TASK OBJECTIVE -> Copy out the lines of the records starting with the line containing "11L0 1V128L131 148L134" and ending with the line containing "positive clicks: (198, 105)". Swap "rough mask" for "coarse mask" and keep everything else the same.
((
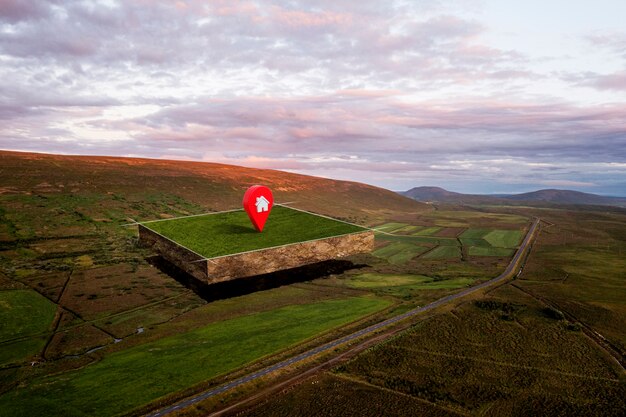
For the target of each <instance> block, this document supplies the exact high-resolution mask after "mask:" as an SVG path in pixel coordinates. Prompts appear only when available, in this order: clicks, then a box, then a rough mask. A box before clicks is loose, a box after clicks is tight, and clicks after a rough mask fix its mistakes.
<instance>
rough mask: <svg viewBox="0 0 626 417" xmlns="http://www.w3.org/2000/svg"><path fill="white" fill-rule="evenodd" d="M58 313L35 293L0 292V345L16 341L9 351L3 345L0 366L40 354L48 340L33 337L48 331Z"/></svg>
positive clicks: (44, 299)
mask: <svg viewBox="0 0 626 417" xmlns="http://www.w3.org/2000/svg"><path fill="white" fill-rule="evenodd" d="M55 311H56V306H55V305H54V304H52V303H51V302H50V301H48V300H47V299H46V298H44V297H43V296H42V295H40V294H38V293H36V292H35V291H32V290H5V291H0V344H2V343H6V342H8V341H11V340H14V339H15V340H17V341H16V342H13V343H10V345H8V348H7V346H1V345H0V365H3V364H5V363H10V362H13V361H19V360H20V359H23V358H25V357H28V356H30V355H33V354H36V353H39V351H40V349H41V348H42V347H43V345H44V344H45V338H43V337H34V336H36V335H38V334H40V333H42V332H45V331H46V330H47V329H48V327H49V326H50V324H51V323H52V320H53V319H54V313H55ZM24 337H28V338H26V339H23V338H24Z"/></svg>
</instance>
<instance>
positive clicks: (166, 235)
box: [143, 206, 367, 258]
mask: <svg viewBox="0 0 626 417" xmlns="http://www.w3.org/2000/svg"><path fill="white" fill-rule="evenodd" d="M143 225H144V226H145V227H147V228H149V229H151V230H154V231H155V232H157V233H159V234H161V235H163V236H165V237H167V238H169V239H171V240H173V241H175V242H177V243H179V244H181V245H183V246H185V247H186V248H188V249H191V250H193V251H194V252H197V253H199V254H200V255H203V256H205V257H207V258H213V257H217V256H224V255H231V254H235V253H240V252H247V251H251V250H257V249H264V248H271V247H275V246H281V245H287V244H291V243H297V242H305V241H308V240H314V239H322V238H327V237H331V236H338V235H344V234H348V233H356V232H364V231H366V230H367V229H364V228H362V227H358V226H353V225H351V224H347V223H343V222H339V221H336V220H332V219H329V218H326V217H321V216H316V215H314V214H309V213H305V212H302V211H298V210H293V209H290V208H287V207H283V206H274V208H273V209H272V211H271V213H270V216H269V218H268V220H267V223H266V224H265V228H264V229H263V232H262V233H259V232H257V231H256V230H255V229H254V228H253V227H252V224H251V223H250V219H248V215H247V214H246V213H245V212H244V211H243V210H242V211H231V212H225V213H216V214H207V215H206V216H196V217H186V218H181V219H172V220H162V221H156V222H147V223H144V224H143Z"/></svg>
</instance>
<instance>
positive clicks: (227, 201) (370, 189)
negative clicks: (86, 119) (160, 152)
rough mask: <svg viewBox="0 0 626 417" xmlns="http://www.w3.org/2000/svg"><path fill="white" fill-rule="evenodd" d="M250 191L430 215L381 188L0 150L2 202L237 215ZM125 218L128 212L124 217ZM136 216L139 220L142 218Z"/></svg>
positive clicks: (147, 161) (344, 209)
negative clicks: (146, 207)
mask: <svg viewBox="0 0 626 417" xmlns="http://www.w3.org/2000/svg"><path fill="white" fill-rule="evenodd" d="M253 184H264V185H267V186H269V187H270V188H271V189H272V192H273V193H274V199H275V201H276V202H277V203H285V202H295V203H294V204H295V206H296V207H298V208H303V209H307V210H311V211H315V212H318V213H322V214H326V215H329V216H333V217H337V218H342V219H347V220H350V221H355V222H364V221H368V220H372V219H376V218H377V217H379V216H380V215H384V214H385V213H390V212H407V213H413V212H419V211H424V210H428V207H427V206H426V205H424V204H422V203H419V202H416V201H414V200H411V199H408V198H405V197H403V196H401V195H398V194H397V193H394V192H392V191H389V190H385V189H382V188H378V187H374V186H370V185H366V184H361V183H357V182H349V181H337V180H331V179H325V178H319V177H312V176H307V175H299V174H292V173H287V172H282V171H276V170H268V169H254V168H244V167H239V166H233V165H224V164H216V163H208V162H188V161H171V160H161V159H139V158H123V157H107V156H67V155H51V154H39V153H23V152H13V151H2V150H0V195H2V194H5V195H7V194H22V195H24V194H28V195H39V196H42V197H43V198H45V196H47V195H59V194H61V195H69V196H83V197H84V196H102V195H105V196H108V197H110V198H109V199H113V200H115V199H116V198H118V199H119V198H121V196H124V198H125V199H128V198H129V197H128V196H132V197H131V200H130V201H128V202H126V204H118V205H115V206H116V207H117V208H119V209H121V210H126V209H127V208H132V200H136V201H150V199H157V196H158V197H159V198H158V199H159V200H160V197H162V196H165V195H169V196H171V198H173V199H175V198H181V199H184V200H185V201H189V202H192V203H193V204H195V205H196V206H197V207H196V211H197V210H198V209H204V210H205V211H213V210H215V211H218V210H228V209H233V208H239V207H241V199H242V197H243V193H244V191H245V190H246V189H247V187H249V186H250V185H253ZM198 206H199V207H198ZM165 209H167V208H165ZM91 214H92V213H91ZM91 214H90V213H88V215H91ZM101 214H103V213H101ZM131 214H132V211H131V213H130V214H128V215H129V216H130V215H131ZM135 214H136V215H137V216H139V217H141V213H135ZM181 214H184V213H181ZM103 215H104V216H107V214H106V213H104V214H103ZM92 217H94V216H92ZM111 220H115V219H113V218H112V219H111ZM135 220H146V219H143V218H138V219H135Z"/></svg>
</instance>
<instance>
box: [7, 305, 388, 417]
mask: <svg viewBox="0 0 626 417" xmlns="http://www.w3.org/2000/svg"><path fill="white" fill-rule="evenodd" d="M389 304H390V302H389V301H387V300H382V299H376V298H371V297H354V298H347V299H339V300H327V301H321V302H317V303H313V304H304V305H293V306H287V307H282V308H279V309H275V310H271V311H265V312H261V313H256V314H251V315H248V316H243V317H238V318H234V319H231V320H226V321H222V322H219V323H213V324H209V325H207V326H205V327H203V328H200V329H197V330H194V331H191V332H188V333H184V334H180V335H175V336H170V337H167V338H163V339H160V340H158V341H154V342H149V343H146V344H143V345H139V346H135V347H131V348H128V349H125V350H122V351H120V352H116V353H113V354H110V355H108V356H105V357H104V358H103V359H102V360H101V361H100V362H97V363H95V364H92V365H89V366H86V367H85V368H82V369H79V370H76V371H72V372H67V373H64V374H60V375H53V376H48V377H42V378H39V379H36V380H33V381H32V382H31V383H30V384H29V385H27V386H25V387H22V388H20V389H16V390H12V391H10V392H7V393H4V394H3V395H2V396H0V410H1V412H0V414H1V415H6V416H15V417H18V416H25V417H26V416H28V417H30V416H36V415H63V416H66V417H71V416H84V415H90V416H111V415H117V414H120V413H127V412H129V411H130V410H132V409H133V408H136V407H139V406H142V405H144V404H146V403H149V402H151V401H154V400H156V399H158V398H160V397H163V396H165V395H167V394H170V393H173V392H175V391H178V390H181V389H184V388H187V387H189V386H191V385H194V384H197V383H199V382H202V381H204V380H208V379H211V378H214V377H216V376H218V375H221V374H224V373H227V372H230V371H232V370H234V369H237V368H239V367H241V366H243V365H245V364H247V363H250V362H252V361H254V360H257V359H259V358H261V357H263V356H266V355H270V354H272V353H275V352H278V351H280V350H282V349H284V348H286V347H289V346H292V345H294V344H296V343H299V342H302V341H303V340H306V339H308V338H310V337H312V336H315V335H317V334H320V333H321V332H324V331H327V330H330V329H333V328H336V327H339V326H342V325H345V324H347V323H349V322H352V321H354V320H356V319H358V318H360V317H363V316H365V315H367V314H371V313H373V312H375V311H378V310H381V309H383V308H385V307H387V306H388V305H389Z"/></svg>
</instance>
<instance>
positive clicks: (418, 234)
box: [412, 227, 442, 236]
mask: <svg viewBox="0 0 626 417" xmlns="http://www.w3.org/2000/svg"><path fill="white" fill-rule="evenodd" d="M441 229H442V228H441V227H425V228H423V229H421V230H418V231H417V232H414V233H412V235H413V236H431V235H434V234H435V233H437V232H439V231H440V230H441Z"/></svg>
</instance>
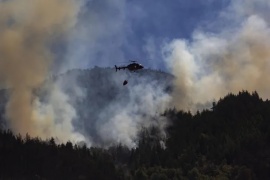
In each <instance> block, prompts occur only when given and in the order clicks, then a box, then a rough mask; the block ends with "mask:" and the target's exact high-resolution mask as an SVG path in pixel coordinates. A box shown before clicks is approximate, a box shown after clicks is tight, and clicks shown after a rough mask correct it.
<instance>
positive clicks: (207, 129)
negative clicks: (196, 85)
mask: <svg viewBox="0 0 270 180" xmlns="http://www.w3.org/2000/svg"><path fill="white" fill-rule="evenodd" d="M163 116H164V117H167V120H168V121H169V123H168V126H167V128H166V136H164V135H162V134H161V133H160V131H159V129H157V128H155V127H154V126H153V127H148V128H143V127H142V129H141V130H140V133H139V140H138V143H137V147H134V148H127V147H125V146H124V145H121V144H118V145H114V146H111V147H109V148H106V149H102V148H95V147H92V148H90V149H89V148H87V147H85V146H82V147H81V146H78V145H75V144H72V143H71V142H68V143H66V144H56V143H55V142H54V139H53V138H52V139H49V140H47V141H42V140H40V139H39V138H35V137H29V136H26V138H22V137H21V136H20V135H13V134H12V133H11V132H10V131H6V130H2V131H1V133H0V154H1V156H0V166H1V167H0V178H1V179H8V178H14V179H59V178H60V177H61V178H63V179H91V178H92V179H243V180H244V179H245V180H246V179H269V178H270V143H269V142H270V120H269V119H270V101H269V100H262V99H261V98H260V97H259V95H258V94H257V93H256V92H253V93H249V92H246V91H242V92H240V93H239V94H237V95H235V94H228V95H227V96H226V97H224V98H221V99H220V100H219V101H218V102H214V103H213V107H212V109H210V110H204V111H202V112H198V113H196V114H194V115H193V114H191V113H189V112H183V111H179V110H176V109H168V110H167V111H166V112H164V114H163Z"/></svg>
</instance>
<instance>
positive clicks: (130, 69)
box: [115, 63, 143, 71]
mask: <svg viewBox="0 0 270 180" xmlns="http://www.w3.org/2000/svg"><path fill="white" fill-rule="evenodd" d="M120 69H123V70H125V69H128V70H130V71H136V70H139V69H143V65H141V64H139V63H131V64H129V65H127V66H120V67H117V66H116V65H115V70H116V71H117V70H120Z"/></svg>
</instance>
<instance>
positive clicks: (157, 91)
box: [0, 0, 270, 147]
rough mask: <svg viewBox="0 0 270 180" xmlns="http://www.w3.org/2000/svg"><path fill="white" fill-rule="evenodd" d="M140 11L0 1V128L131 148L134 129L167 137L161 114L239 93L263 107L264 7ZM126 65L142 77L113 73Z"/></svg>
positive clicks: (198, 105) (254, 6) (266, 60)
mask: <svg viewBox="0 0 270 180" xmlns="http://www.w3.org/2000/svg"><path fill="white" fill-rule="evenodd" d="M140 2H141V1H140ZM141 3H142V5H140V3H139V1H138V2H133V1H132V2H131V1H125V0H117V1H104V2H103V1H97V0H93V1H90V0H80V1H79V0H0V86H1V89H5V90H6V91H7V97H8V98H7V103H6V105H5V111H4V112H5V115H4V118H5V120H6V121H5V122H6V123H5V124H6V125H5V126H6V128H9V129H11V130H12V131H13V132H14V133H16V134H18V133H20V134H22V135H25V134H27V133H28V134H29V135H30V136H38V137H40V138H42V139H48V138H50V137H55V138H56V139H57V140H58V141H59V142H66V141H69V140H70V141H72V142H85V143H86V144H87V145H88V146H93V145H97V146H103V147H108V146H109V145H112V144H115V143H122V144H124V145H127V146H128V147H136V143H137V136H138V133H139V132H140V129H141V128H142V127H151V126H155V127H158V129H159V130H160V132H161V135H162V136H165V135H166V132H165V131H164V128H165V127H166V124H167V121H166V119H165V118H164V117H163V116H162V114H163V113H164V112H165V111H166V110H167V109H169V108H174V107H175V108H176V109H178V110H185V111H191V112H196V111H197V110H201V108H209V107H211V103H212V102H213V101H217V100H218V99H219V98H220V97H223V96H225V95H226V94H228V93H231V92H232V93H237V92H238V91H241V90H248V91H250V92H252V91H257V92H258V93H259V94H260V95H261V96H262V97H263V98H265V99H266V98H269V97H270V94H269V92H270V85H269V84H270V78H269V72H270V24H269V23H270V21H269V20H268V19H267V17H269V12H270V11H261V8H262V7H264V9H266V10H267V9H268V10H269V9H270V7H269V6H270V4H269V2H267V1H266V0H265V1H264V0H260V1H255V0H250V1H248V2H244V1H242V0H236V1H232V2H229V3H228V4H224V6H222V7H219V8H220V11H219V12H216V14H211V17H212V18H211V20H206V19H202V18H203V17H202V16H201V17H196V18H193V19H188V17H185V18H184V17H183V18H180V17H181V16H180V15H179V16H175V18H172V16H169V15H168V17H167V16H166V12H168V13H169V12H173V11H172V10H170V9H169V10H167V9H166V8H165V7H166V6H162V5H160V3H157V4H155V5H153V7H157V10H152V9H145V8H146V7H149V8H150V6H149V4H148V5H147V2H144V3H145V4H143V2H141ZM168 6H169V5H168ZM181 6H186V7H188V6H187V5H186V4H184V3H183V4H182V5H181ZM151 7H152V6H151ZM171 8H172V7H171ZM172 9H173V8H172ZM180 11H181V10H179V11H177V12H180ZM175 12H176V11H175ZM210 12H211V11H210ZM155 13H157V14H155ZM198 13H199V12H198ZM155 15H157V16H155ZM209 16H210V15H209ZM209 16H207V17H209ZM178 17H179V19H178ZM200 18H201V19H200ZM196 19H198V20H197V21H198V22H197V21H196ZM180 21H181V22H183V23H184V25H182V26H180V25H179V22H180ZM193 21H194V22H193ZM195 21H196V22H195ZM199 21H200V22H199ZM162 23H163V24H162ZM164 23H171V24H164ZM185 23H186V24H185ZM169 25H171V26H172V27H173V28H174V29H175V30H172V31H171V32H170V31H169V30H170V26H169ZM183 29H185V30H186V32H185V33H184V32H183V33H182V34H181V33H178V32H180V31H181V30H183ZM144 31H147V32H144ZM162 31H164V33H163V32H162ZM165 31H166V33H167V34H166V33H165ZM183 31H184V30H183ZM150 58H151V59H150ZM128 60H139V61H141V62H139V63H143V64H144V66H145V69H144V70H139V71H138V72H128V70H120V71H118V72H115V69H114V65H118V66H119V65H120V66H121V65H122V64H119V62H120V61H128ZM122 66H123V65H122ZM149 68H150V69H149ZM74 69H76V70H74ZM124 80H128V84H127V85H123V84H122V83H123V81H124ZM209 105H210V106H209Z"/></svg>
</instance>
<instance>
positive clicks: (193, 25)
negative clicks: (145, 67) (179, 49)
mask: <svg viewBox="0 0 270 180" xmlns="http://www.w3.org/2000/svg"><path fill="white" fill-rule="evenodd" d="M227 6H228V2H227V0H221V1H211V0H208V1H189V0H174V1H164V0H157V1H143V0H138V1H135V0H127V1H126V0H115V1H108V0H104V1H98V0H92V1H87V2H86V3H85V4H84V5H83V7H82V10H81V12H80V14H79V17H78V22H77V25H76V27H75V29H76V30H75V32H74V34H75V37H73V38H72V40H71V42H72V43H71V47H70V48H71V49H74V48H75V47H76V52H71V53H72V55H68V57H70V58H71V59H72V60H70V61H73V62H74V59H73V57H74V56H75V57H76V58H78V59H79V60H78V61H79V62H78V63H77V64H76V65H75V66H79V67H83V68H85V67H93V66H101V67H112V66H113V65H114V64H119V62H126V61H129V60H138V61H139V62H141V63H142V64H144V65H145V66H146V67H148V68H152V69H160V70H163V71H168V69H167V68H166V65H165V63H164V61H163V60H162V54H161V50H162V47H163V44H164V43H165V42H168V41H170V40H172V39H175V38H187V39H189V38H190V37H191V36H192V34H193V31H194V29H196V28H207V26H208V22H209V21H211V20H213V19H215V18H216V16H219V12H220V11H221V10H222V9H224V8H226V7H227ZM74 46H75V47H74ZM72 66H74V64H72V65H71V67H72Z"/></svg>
))
SOLUTION ->
coarse mask: <svg viewBox="0 0 270 180" xmlns="http://www.w3.org/2000/svg"><path fill="white" fill-rule="evenodd" d="M140 11L0 1V128L131 148L134 129L167 137L161 114L239 93L263 107L264 7ZM126 65L142 77L113 73Z"/></svg>
positive clicks: (198, 105) (254, 6) (266, 60)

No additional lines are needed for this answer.